◆ DATASET CONTENT ◆
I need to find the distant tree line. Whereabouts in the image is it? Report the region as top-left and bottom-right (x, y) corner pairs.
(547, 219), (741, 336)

==

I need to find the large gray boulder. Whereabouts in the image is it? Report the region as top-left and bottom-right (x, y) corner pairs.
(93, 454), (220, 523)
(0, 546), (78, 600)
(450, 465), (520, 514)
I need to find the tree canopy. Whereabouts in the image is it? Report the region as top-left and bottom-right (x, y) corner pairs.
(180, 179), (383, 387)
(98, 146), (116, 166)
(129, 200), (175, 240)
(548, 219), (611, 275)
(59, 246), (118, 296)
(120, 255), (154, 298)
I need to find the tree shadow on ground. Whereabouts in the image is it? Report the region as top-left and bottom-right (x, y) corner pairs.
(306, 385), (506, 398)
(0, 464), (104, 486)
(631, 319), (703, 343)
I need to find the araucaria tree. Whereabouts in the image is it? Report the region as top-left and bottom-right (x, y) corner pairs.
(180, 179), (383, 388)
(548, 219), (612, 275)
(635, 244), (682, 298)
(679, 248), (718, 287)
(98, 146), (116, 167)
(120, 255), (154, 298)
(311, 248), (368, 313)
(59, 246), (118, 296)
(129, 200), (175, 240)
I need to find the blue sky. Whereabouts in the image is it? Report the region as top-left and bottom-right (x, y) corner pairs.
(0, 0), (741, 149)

◆ SHORT TASK ◆
Duplicate the rows from the line containing "I need to find the large" through the line containing "(0, 0), (741, 149)", word for word and including both ends.

◆ WORKED SOLUTION ◆
I need to find the large gray boulder. Whereabouts in the image is it? Report the region as top-left and bottom-right (x, y) corner pairs.
(93, 454), (220, 523)
(0, 546), (78, 600)
(450, 465), (520, 514)
I need to find the tree canopy. Whereabouts in the image is it? Report the region as top-left and bottom-right (x, y) corner pairs.
(180, 179), (383, 387)
(98, 146), (116, 166)
(129, 200), (175, 240)
(548, 219), (611, 275)
(59, 246), (118, 296)
(120, 255), (154, 298)
I need to find the tree shadow on ground. Whereabouts in the image is it? Report the region as top-left and bottom-right (x, y) corner pairs.
(306, 385), (506, 398)
(0, 464), (104, 486)
(631, 319), (703, 343)
I need to find the araucaria tree. Whereabouts in the image is it? Report the region as top-left and bottom-right (x, y) corner pairs.
(180, 179), (383, 388)
(548, 219), (612, 275)
(635, 244), (682, 298)
(679, 248), (718, 287)
(98, 146), (116, 167)
(120, 255), (154, 298)
(311, 248), (368, 313)
(59, 246), (118, 296)
(129, 200), (175, 240)
I need to find the blue sky. Whereabouts in the image is it? Report the region as top-left and bottom-right (x, y) corner pairs.
(0, 0), (741, 149)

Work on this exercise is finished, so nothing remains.